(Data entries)
┌──
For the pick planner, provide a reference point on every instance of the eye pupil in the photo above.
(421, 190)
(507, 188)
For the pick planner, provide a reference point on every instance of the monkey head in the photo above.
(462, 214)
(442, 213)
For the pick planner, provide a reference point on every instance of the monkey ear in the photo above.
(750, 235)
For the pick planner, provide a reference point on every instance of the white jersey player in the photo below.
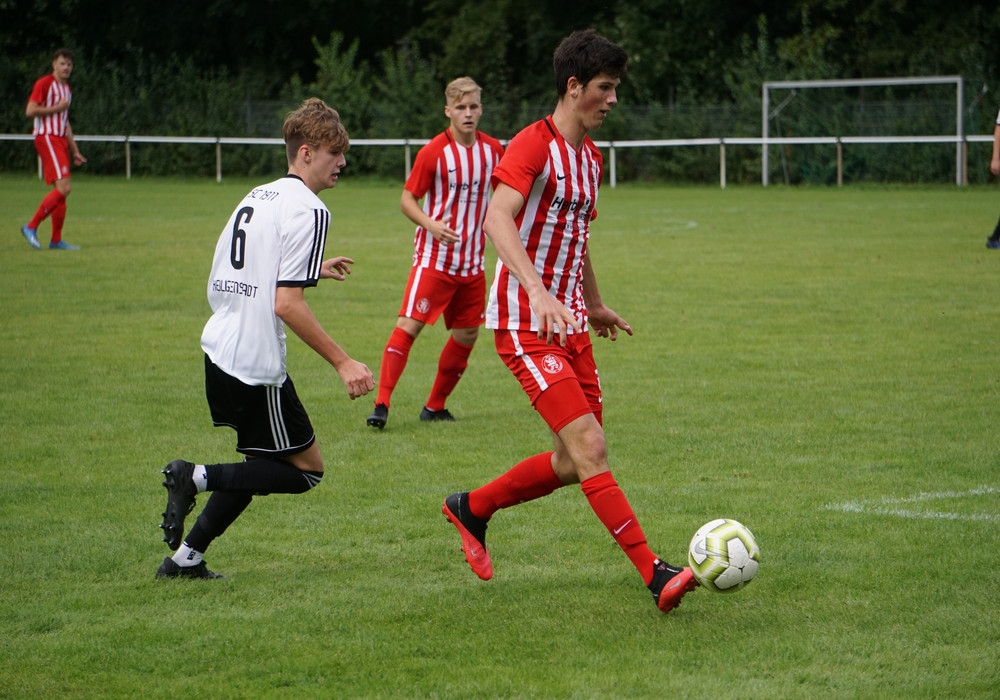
(270, 251)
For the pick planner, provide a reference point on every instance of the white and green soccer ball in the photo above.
(723, 556)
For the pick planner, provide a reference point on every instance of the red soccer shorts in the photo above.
(561, 382)
(54, 152)
(430, 293)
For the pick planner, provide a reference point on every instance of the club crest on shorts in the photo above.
(551, 364)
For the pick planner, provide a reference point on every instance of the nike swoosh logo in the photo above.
(618, 530)
(699, 548)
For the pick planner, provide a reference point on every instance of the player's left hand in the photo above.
(606, 322)
(335, 268)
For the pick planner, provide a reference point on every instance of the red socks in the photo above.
(53, 201)
(58, 217)
(525, 481)
(613, 509)
(394, 358)
(452, 363)
(534, 478)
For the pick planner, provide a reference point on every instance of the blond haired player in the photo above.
(269, 253)
(48, 107)
(451, 174)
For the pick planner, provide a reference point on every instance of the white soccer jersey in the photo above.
(275, 238)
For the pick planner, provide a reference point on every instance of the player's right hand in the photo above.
(553, 318)
(357, 378)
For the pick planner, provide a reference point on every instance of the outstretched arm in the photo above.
(604, 320)
(291, 307)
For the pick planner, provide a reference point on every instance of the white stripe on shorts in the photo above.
(279, 433)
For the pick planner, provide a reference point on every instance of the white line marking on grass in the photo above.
(886, 506)
(677, 225)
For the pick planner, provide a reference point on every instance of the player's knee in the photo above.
(312, 479)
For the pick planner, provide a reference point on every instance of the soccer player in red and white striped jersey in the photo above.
(451, 174)
(542, 303)
(48, 105)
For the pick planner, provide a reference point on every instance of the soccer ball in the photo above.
(723, 556)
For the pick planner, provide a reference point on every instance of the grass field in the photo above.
(820, 364)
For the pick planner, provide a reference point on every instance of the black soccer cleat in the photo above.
(180, 500)
(379, 416)
(170, 569)
(669, 585)
(472, 530)
(444, 414)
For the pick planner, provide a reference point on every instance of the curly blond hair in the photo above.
(317, 124)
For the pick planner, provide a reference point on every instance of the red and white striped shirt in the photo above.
(454, 182)
(49, 92)
(559, 185)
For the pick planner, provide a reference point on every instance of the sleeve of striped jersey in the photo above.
(41, 89)
(523, 159)
(424, 166)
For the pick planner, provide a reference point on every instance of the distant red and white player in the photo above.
(543, 297)
(48, 105)
(451, 174)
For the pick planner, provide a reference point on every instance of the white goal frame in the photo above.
(765, 112)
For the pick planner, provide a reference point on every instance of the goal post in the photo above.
(765, 115)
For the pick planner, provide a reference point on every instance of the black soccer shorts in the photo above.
(269, 421)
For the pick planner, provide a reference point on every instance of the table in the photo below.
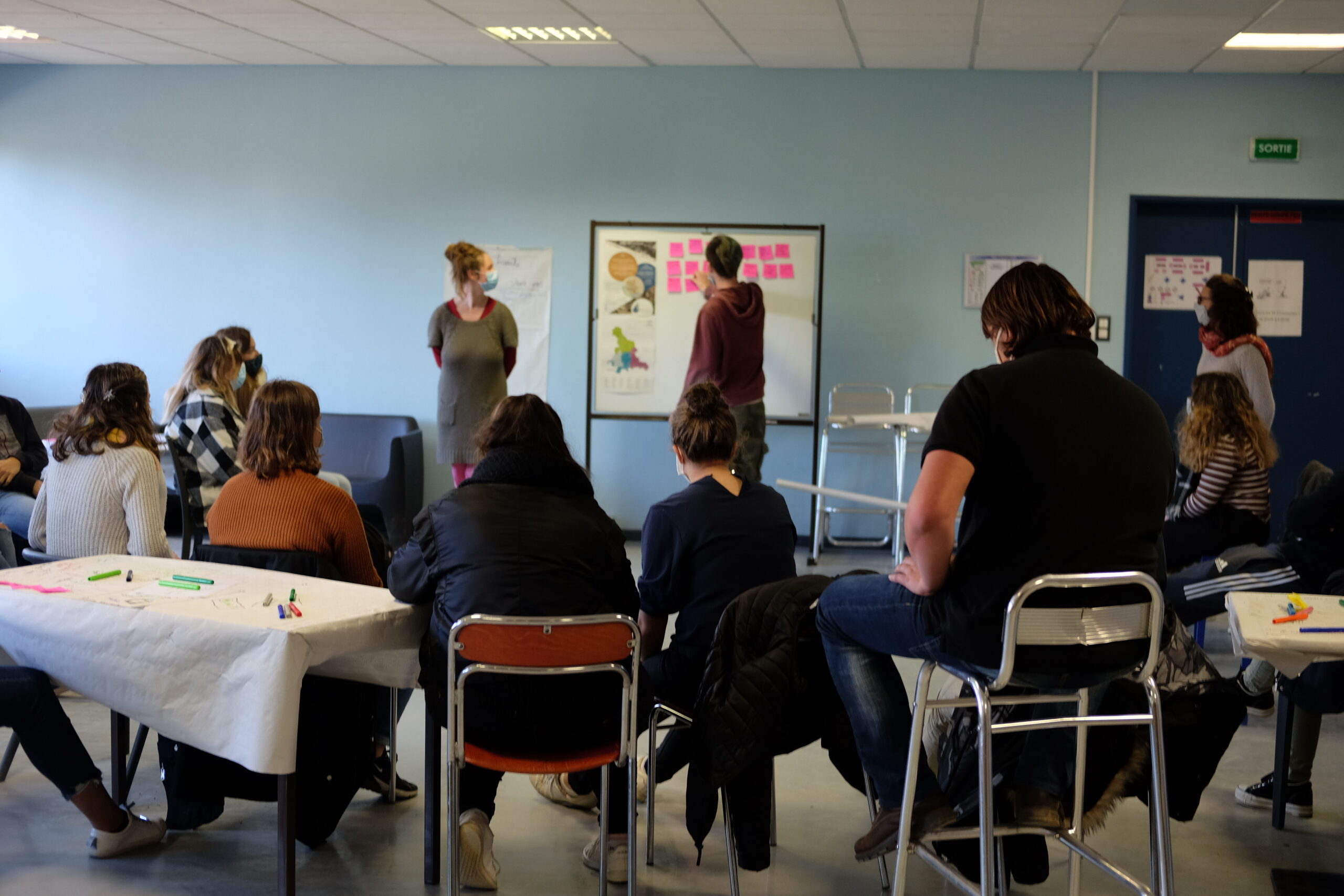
(213, 668)
(1251, 620)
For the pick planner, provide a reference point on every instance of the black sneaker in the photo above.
(1261, 796)
(380, 773)
(1257, 704)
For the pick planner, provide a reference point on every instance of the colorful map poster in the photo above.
(627, 352)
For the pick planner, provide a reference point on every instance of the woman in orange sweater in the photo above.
(277, 503)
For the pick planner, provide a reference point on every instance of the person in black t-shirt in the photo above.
(1065, 468)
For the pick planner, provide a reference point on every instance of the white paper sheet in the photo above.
(1277, 287)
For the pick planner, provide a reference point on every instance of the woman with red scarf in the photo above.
(1227, 331)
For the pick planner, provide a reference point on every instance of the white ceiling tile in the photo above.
(1265, 61)
(1053, 58)
(1163, 58)
(928, 57)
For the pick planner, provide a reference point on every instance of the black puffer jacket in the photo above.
(766, 692)
(523, 536)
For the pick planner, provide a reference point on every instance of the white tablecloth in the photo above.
(212, 668)
(1254, 635)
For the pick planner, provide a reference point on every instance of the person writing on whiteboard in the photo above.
(1227, 328)
(475, 344)
(729, 350)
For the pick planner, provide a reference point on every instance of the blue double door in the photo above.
(1162, 347)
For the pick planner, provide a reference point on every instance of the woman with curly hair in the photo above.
(1230, 446)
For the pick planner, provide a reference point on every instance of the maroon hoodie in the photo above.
(730, 344)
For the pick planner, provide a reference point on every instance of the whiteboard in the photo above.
(644, 315)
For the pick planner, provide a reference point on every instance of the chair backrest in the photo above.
(925, 397)
(296, 562)
(361, 445)
(1112, 630)
(188, 511)
(862, 398)
(539, 642)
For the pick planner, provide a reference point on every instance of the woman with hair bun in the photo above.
(105, 493)
(475, 344)
(1227, 330)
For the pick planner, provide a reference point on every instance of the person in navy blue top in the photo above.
(702, 547)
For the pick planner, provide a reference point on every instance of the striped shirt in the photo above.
(1232, 477)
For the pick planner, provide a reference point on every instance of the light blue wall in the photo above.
(142, 208)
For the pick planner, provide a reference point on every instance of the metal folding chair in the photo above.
(541, 647)
(1045, 628)
(843, 437)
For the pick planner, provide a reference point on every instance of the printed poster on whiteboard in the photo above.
(983, 272)
(1172, 282)
(1277, 289)
(526, 289)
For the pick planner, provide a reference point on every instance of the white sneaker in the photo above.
(139, 832)
(617, 858)
(476, 842)
(557, 789)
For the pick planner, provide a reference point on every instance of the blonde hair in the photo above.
(209, 366)
(1222, 407)
(466, 260)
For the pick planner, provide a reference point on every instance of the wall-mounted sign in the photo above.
(1275, 148)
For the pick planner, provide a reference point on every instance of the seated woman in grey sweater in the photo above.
(105, 493)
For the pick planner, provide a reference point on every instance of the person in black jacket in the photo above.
(523, 536)
(22, 460)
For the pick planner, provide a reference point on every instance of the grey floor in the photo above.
(378, 848)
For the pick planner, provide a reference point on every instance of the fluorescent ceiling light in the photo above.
(1247, 41)
(551, 34)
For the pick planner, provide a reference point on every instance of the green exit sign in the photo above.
(1275, 148)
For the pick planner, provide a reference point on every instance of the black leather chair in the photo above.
(383, 457)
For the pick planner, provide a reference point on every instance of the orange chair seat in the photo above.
(530, 763)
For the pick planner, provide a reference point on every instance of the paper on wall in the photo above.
(1277, 287)
(1172, 282)
(983, 272)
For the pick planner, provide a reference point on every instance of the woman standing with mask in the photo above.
(1227, 332)
(475, 344)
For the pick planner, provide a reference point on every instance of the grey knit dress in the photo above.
(472, 379)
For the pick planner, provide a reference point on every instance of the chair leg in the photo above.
(731, 841)
(819, 499)
(873, 817)
(987, 787)
(8, 755)
(1076, 861)
(1166, 886)
(908, 801)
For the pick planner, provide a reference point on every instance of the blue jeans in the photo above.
(15, 511)
(29, 705)
(866, 620)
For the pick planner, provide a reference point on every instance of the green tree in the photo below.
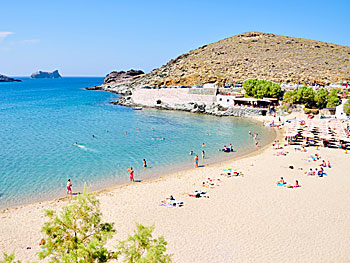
(321, 98)
(248, 86)
(333, 98)
(143, 248)
(346, 107)
(77, 234)
(290, 97)
(9, 259)
(261, 88)
(305, 96)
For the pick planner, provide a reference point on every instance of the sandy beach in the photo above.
(245, 219)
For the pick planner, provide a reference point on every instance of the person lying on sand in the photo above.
(310, 172)
(281, 181)
(294, 186)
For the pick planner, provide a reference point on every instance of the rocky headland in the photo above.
(4, 78)
(230, 61)
(46, 75)
(250, 55)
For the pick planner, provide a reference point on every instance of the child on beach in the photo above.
(196, 161)
(69, 187)
(281, 181)
(131, 174)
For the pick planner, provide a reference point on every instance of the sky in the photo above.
(93, 38)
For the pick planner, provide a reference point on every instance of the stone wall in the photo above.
(173, 96)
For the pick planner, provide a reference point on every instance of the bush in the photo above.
(258, 88)
(311, 111)
(77, 234)
(346, 107)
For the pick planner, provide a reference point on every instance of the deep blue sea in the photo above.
(40, 119)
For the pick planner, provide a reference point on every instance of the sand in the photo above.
(246, 218)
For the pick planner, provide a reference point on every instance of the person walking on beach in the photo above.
(196, 161)
(69, 187)
(131, 174)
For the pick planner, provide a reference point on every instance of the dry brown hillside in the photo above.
(254, 55)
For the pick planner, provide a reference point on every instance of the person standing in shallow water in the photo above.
(131, 174)
(69, 187)
(196, 161)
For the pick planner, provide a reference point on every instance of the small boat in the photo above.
(137, 108)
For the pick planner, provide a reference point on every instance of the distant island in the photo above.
(46, 75)
(251, 55)
(4, 78)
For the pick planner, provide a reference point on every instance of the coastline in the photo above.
(246, 219)
(114, 186)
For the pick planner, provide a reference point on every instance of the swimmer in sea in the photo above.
(69, 187)
(131, 174)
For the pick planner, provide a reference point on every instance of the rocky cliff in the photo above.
(121, 76)
(4, 78)
(48, 75)
(250, 55)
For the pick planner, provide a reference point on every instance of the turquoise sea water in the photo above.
(40, 119)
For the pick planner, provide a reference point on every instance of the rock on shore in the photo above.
(120, 76)
(250, 55)
(4, 78)
(46, 75)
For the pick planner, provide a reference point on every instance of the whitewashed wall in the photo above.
(149, 97)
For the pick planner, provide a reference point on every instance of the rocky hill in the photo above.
(4, 78)
(48, 75)
(251, 55)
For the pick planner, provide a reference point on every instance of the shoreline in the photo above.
(245, 219)
(115, 186)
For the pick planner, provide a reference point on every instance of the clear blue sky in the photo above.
(93, 38)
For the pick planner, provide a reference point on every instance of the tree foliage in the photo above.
(77, 234)
(261, 88)
(321, 98)
(333, 98)
(9, 258)
(308, 97)
(142, 248)
(346, 107)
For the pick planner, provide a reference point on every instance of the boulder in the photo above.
(4, 78)
(46, 75)
(121, 76)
└──
Recast the lines of the rows from the line containing "post in the photo above." through the line containing "(1162, 347)", inclusive, as a Markdown table with the columns No. and Line, giving each line's number in sequence and omitting blank lines. Leave the pictures out of the answer.

** Finished answer **
| No. | Line |
|---|---|
| 1 | For the pick planner, provide a reference point on every instance of the goal post in the photo above. |
| 2 | (765, 115) |
| 3 | For the pick planner, provide a reference point on every instance of the black soccer shorts in the photo above. |
| 4 | (269, 421) |
| 5 | For the pick planner, provide a reference point on every instance of the table in the photo below. |
| 6 | (213, 668) |
| 7 | (1251, 620) |
| 8 | For the pick planner, provide a reference point on every instance of the black sneaker in the photo above. |
| 9 | (1261, 796) |
| 10 | (380, 773) |
| 11 | (1257, 704) |
| 12 | For the pick planner, provide a reference point on every instance of the colorful map poster in the photo above. |
| 13 | (627, 352) |
| 14 | For the pick planner, provide a reference point on every instance of the woman in orange sweater in the photo above. |
| 15 | (277, 503) |
| 16 | For the pick planner, provide a reference point on every instance of the person in black t-shirt in the photo above. |
| 17 | (1065, 468) |
| 18 | For the pick planner, provide a reference point on every instance of the white paper sheet in the photo above. |
| 19 | (1277, 287) |
| 20 | For the pick planner, provide a reference point on every instance of the woman with red scarf in the photo above. |
| 21 | (1227, 331) |
| 22 | For the pick planner, provide a reference point on every instance of the white ceiling tile in the photo above. |
| 23 | (1265, 61) |
| 24 | (1053, 58) |
| 25 | (1163, 58) |
| 26 | (928, 57) |
| 27 | For the pick planner, provide a reference point on every instance of the black puffer jacket in the photo above. |
| 28 | (766, 692) |
| 29 | (523, 536) |
| 30 | For the pick planner, provide a reference point on every instance of the white tablecloth in the photo above. |
| 31 | (212, 668) |
| 32 | (1254, 635) |
| 33 | For the pick planner, provide a reference point on every instance of the person writing on whiteboard in the photo above. |
| 34 | (1227, 328) |
| 35 | (475, 344) |
| 36 | (729, 350) |
| 37 | For the pick planner, provide a reference point on every instance of the blue double door in the photo above. |
| 38 | (1162, 347) |